> _To be done_:
Return all of the data exactly, with nothing left out but the pictures.
** Start of Dataset records **
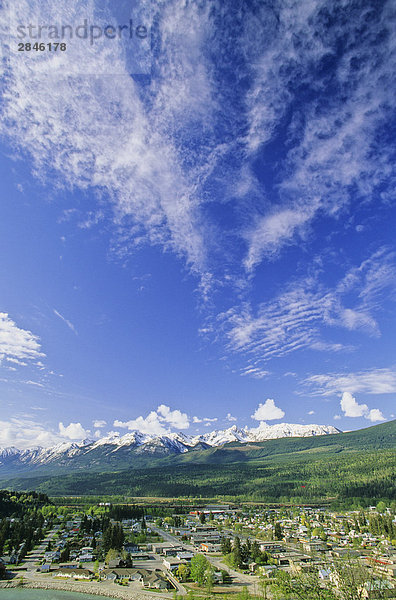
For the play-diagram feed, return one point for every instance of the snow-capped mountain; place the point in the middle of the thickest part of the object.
(136, 449)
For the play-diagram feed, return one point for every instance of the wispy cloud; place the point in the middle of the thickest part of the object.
(68, 323)
(338, 106)
(300, 316)
(370, 381)
(23, 433)
(16, 344)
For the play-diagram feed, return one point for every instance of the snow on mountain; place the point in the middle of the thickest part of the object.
(145, 444)
(280, 430)
(220, 437)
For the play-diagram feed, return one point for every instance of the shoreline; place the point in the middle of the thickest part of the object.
(124, 593)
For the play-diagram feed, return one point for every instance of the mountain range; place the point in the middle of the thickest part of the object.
(356, 467)
(138, 450)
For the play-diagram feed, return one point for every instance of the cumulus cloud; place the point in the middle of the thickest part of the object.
(73, 431)
(175, 418)
(157, 422)
(268, 411)
(16, 344)
(375, 415)
(351, 408)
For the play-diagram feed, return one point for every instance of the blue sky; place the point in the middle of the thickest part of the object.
(214, 231)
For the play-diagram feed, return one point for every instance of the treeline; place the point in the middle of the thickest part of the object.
(13, 504)
(18, 536)
(336, 478)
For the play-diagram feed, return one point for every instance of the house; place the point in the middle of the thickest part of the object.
(156, 581)
(86, 558)
(122, 573)
(74, 573)
(186, 556)
(271, 547)
(378, 588)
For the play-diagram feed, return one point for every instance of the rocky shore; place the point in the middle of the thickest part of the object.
(95, 589)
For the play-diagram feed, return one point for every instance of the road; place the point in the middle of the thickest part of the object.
(241, 578)
(37, 554)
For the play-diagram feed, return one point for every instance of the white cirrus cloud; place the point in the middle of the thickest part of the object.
(351, 408)
(157, 422)
(25, 433)
(16, 344)
(268, 411)
(132, 145)
(331, 142)
(302, 314)
(68, 323)
(369, 381)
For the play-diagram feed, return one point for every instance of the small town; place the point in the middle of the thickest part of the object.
(209, 550)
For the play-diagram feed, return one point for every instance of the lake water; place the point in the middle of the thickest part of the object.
(26, 594)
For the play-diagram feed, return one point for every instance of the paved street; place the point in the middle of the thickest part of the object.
(37, 554)
(241, 578)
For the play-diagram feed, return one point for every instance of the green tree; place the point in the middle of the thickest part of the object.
(278, 531)
(183, 572)
(198, 566)
(226, 545)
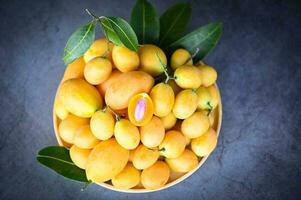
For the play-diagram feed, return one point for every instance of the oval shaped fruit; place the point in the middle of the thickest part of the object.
(150, 56)
(180, 57)
(186, 103)
(84, 138)
(188, 77)
(97, 70)
(155, 176)
(144, 157)
(102, 124)
(125, 59)
(186, 162)
(141, 109)
(205, 144)
(128, 178)
(152, 133)
(102, 88)
(128, 84)
(163, 99)
(173, 144)
(79, 156)
(79, 97)
(106, 160)
(69, 126)
(195, 125)
(100, 48)
(126, 134)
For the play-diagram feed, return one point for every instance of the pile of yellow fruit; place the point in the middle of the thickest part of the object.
(122, 127)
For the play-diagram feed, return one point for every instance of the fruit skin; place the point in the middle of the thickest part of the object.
(169, 121)
(188, 77)
(208, 75)
(79, 97)
(126, 134)
(100, 47)
(195, 125)
(179, 58)
(106, 160)
(149, 61)
(144, 157)
(128, 84)
(186, 162)
(69, 126)
(186, 103)
(125, 59)
(84, 138)
(97, 70)
(102, 88)
(163, 99)
(173, 144)
(205, 144)
(152, 133)
(128, 178)
(155, 176)
(79, 156)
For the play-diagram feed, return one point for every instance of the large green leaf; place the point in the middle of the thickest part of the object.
(119, 32)
(79, 42)
(58, 159)
(145, 22)
(205, 38)
(173, 23)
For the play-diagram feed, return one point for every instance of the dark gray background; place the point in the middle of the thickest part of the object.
(258, 60)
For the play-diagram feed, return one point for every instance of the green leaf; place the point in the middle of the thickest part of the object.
(205, 38)
(58, 159)
(79, 42)
(118, 31)
(173, 23)
(145, 22)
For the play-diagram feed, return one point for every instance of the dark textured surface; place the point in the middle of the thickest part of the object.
(259, 64)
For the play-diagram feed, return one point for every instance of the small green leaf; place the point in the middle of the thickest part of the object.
(173, 23)
(79, 42)
(119, 32)
(58, 159)
(205, 38)
(145, 22)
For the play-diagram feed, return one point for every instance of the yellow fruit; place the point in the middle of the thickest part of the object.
(100, 48)
(195, 125)
(128, 178)
(97, 70)
(188, 77)
(144, 157)
(75, 69)
(152, 133)
(126, 134)
(180, 57)
(79, 156)
(163, 99)
(79, 97)
(102, 125)
(186, 162)
(69, 126)
(84, 138)
(173, 144)
(149, 59)
(208, 75)
(169, 121)
(128, 84)
(155, 176)
(205, 144)
(125, 59)
(186, 103)
(106, 160)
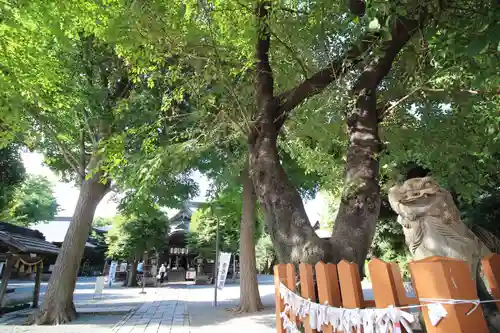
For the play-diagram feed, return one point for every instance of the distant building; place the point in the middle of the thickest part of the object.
(177, 255)
(94, 254)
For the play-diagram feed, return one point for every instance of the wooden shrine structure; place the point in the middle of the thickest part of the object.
(25, 254)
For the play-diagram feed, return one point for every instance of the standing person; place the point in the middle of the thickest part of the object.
(139, 272)
(163, 270)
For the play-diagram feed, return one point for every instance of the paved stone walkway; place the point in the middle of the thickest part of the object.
(172, 309)
(166, 314)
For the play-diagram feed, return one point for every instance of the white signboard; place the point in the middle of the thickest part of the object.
(112, 272)
(190, 275)
(224, 259)
(99, 286)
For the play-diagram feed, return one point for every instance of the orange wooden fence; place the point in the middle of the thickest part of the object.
(432, 278)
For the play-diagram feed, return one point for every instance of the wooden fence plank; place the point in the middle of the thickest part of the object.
** End of Dataset records **
> _Response to the task_:
For the play-diagram feed, return one point for every instance of the snow-capped mountain; place the point in the middle of the thickest part of the object.
(136, 449)
For the play-diagram feed, return one point for every instance of the wispy cloud; place the point in the middle of the thickest part of the object.
(68, 323)
(338, 106)
(300, 316)
(370, 381)
(23, 433)
(16, 344)
For the play-diagram feed, return one point for every instance of the snow on mountain; place the point in the middle of the thickest part of the object.
(145, 444)
(280, 430)
(220, 437)
For the play-diagram feed, return one point for every instance of the shoreline; place the point in the middle of the thickest part of the object.
(124, 593)
For the play-diagram feed, return one point for every instance of the mountain range; place the point in the middle of the thickest part of the object.
(356, 467)
(138, 450)
For the play-diagram feed, return one point for every instance of the cumulus cloud; place the point in the middle of the thickest part of the object.
(73, 431)
(175, 418)
(157, 422)
(268, 411)
(16, 344)
(375, 415)
(351, 408)
For the play-diagram feed, return one point for every instance of the blue sky; place the point in the middle of the thickest part of the object.
(214, 231)
For the play-diagram feed, return one point for every instance of the treeline; place the point in the middle of the thickest part of the object.
(13, 504)
(18, 536)
(336, 478)
For the play-diagram feed, return one point for every instance of the house; place the point in the middle of the thickest part of the object.
(156, 581)
(86, 558)
(122, 573)
(74, 573)
(186, 556)
(271, 547)
(378, 588)
For the play-diagram feed, return one point for every instance of the rocky shore; place the point in the middle of the thickest part of the object.
(95, 589)
For the play-diagram feed, return one point for every instance of the road; place the point in the middle of the thickest part of the object.
(241, 578)
(37, 554)
For the play-diagram feed, return one point for every instance of the white cirrus cloud; place the point in the middle of the thickest part of the object.
(351, 408)
(157, 422)
(25, 433)
(16, 344)
(268, 411)
(132, 145)
(331, 142)
(302, 314)
(68, 323)
(369, 381)
For the play-diagram feed, return one point for every instance of the small town; place the point in the middle of the thickest part of the object.
(209, 550)
For the play-diagram feed, return one point for every instance of the lake water; place the point in the middle of the thickest part of the object.
(26, 594)
For the play-diagram feed, return one point for every instance of the paved street; place the point in the middle of the thickest part of the object.
(37, 554)
(241, 578)
For the play-diagram feed, return one point for every instance of the green tree; place the point in the middle of the thickest part of the object.
(278, 531)
(183, 572)
(198, 566)
(226, 545)
For the play-diagram feed, return one point for every instance of the oval shaped fruit; place the point in the middle of the thickest part of the object.
(150, 56)
(180, 57)
(186, 103)
(84, 138)
(188, 77)
(97, 70)
(155, 176)
(144, 157)
(102, 124)
(125, 59)
(186, 162)
(141, 109)
(205, 144)
(128, 178)
(152, 133)
(102, 88)
(128, 84)
(163, 99)
(173, 144)
(79, 156)
(79, 97)
(106, 160)
(69, 126)
(195, 125)
(100, 48)
(126, 134)
For the play-diagram feed, return one point for every instance of the pile of yellow fruit; place the point in the middle of the thickest part of the object.
(122, 127)
For the play-diagram feed, return one point for every instance of the fruit skin; place the point in the middle of the thickest part of the object.
(169, 121)
(188, 77)
(208, 75)
(79, 97)
(126, 134)
(100, 47)
(195, 125)
(179, 58)
(106, 160)
(149, 61)
(144, 157)
(128, 84)
(186, 162)
(69, 126)
(186, 103)
(125, 59)
(84, 138)
(97, 70)
(102, 88)
(163, 99)
(173, 144)
(205, 144)
(152, 133)
(128, 178)
(155, 176)
(79, 156)
For the play-diagram feed, return one point for every instance of the large green leaf; place the point in the middle of the thickest part of the object.
(119, 32)
(79, 42)
(58, 159)
(145, 22)
(205, 38)
(173, 23)
For the play-diagram feed, return one point for every instance of the dark gray background; place the point in the middle of the thickest part of the object.
(258, 60)
For the play-diagram feed, return one point for every instance of the green leaf; place the point in the middle of the thickest part of the object.
(205, 38)
(58, 159)
(79, 42)
(118, 31)
(173, 23)
(145, 22)
For the play-diagram feed, return one point for every instance of the dark textured surface; place the point in the middle of the thickest part of the object.
(259, 64)
For the play-diagram feed, return one point for every instance of the small green leaf; place the point in the middle of the thickest part of the object.
(173, 23)
(79, 42)
(119, 32)
(58, 159)
(205, 38)
(145, 22)
For the play-diagram feed, return one point for every instance of the yellow fruit; place the point in the middle of the thickest part of the object.
(100, 48)
(195, 125)
(128, 178)
(97, 70)
(188, 77)
(144, 157)
(75, 69)
(152, 133)
(126, 134)
(180, 57)
(79, 156)
(163, 99)
(79, 97)
(102, 125)
(186, 162)
(69, 126)
(84, 138)
(173, 144)
(149, 59)
(208, 75)
(169, 121)
(128, 84)
(155, 176)
(205, 144)
(125, 59)
(186, 103)
(106, 160)
For the play-diagram feed, return one point for every instance of the distant building; place the point in the middle of the thickest part of the object.
(177, 255)
(94, 254)
For the play-diagram feed, return one point for every instance of the wooden shrine structure; place the point in the middle of the thickest part of the object.
(25, 254)
For the play-diagram feed, return one point for every instance of the standing person; place the point in the middle of the thickest part of the object.
(139, 272)
(163, 270)
For the play-diagram feed, return one point for every instance of the paved stone walkway; place the point in the middle of the thickest part of the object.
(172, 309)
(166, 314)
For the play-diagram feed, return one point for every instance of the white signboard; place the point in the middle of the thickest part of the object.
(112, 272)
(190, 275)
(224, 259)
(99, 286)
For the play-diagram feed, return one point for every instance of the orange wooden fence; place the point in the middle of the thickest part of the object.
(432, 278)
For the play-diagram feed, return one point for every instance of the wooden fence plank; place the point in the middle of the thickest part of the object.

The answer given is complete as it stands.